Information given:

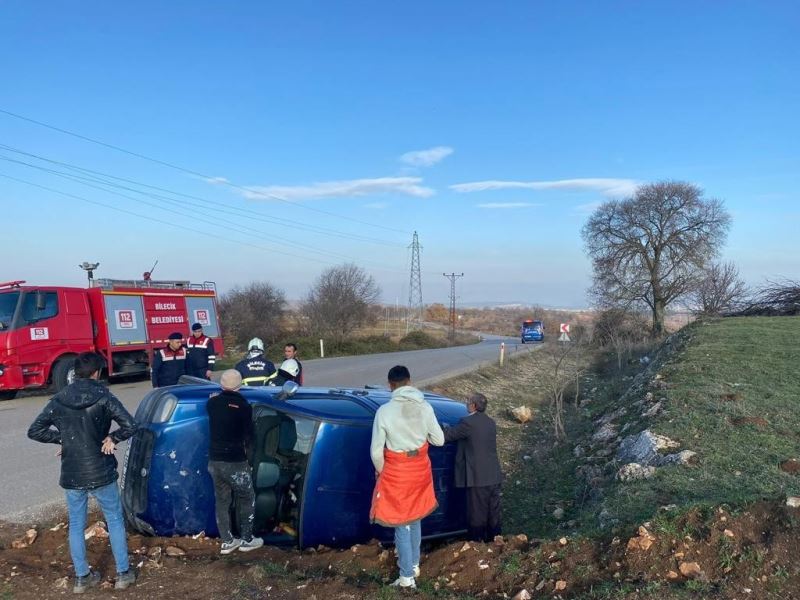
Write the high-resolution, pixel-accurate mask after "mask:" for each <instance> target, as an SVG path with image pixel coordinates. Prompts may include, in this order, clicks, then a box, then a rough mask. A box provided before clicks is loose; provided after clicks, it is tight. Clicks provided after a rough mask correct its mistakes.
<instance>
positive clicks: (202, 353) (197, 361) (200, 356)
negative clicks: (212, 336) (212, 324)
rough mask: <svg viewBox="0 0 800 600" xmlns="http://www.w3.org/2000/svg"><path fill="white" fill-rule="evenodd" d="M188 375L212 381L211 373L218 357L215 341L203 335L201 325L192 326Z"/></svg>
mask: <svg viewBox="0 0 800 600" xmlns="http://www.w3.org/2000/svg"><path fill="white" fill-rule="evenodd" d="M186 350H187V351H188V353H189V355H188V356H187V357H186V374H187V375H191V376H192V377H200V378H202V379H211V371H213V370H214V363H215V362H216V361H217V355H216V353H215V352H214V340H212V339H211V338H210V337H206V336H205V335H203V326H202V325H201V324H200V323H195V324H194V325H192V336H191V337H190V338H189V339H188V340H187V342H186Z"/></svg>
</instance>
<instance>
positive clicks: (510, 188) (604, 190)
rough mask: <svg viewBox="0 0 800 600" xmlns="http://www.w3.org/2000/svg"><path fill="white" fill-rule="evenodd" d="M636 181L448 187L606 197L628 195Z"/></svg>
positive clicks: (512, 182) (634, 188) (561, 179)
mask: <svg viewBox="0 0 800 600" xmlns="http://www.w3.org/2000/svg"><path fill="white" fill-rule="evenodd" d="M637 185H638V182H637V181H635V180H633V179H608V178H585V179H559V180H556V181H496V180H490V181H474V182H470V183H457V184H455V185H451V186H450V189H451V190H454V191H456V192H460V193H469V192H485V191H489V190H513V189H519V190H568V191H597V192H600V193H601V194H603V195H605V196H608V197H619V196H629V195H631V194H633V192H634V191H635V190H636V186H637Z"/></svg>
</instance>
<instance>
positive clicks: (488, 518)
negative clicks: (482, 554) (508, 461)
mask: <svg viewBox="0 0 800 600" xmlns="http://www.w3.org/2000/svg"><path fill="white" fill-rule="evenodd" d="M467 410H469V413H470V414H469V415H468V416H466V417H464V418H463V419H461V421H460V422H459V424H458V425H456V426H455V427H448V428H445V430H444V439H445V442H454V441H458V450H457V452H456V465H455V485H456V487H465V488H467V516H468V522H469V538H470V539H471V540H475V541H481V542H488V541H491V540H492V539H494V536H496V535H499V534H500V484H501V483H502V481H503V474H502V472H501V471H500V461H499V460H498V459H497V426H496V425H495V422H494V420H492V418H491V417H489V415H487V414H486V396H484V395H483V394H473V395H472V396H471V397H470V399H469V401H468V402H467Z"/></svg>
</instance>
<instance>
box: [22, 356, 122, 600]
mask: <svg viewBox="0 0 800 600" xmlns="http://www.w3.org/2000/svg"><path fill="white" fill-rule="evenodd" d="M103 365H104V360H103V358H102V357H101V356H100V355H98V354H95V353H94V352H84V353H83V354H79V355H78V357H77V358H76V359H75V375H76V376H77V377H78V379H77V380H76V381H75V382H74V383H72V384H70V385H69V386H67V387H66V388H64V389H63V390H61V391H60V392H59V393H58V394H56V395H55V396H53V398H52V399H51V400H50V402H49V403H48V404H47V406H45V408H44V410H43V411H42V413H41V414H40V415H39V416H38V417H36V420H35V421H34V422H33V424H32V425H31V426H30V428H29V429H28V437H29V438H31V439H32V440H36V441H37V442H44V443H46V444H60V445H61V449H60V450H59V452H58V454H59V455H60V456H61V479H60V481H59V485H60V486H61V487H62V488H64V491H65V495H66V498H67V508H68V510H69V550H70V554H71V555H72V564H73V565H74V567H75V576H76V579H75V585H74V587H73V588H72V591H73V592H75V593H76V594H80V593H82V592H84V591H86V589H88V588H89V587H91V586H94V585H97V584H98V583H99V582H100V573H98V572H96V571H92V570H91V569H90V567H89V563H88V562H87V560H86V542H85V539H84V529H85V527H86V505H87V502H88V499H89V496H90V495H91V496H94V498H95V499H96V500H97V503H98V504H99V505H100V508H101V509H102V511H103V515H104V516H105V518H106V523H107V524H108V534H109V537H110V538H111V551H112V552H113V554H114V561H115V562H116V566H117V582H116V584H115V586H114V587H115V588H116V589H118V590H121V589H125V588H127V587H128V586H129V585H131V584H132V583H134V582H135V581H136V574H135V573H134V571H133V569H132V568H130V565H129V563H128V542H127V539H126V537H125V520H124V519H123V516H122V504H121V502H120V499H119V489H118V488H117V459H116V458H115V457H114V449H115V447H116V445H117V444H119V443H120V442H123V441H125V440H127V439H128V438H129V437H131V436H132V435H133V434H134V432H135V431H136V427H137V425H136V422H135V421H134V420H133V417H132V416H131V415H130V413H128V411H127V410H125V407H124V406H122V403H121V402H120V401H119V400H117V398H116V397H115V396H114V395H113V394H112V393H111V392H109V391H108V388H106V387H105V386H104V385H103V384H101V383H100V382H99V381H98V379H99V377H100V371H101V370H102V368H103ZM112 421H116V422H117V425H119V428H118V429H116V430H115V431H113V432H112V433H110V434H109V430H110V429H111V422H112Z"/></svg>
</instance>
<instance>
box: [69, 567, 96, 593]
mask: <svg viewBox="0 0 800 600" xmlns="http://www.w3.org/2000/svg"><path fill="white" fill-rule="evenodd" d="M100 579H101V577H100V573H98V572H97V571H91V570H90V571H89V572H88V573H87V574H86V575H81V576H80V577H76V578H75V585H73V586H72V593H73V594H82V593H83V592H85V591H86V590H88V589H89V588H90V587H94V586H96V585H97V584H98V583H100Z"/></svg>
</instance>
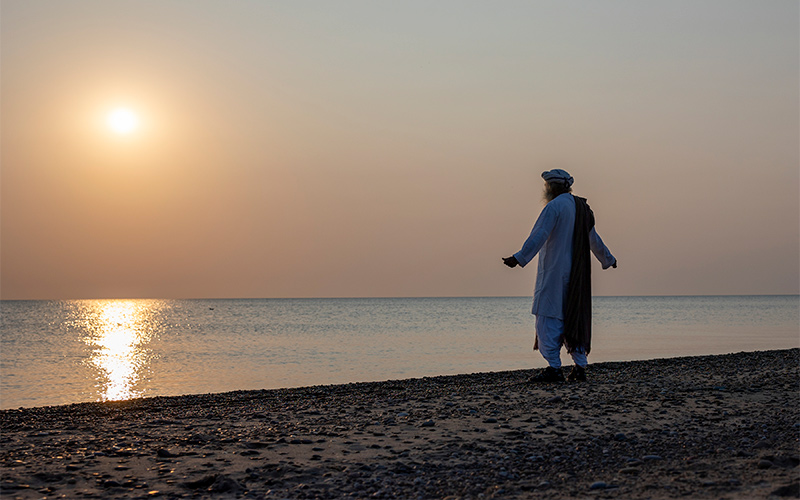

Required work: Convert the lines of the records above, from the start through the line that contains "375L212 381L211 373L218", into a numbered list, leaving out blank lines and the pictures.

Answer section:
1. Write the high-resolution, pixel-accurate mask after "mask:" for each <instance> target, as an SVG path with image pixel coordinates. Prompts may include, in this order, clicks, then a box, then a rough mask. A box provided before clicks is loose; provided after clicks, it is tight. Clicks provided after a rough mask correct its mistakes.
2. <instance>
3. positive clicks: (202, 353) (197, 361) (200, 356)
4. negative clicks: (212, 336) (212, 324)
5. rough mask: <svg viewBox="0 0 800 600" xmlns="http://www.w3.org/2000/svg"><path fill="white" fill-rule="evenodd" d="M188 375L212 381L211 373L218 357L215 341L203 335L201 325L192 326Z"/></svg>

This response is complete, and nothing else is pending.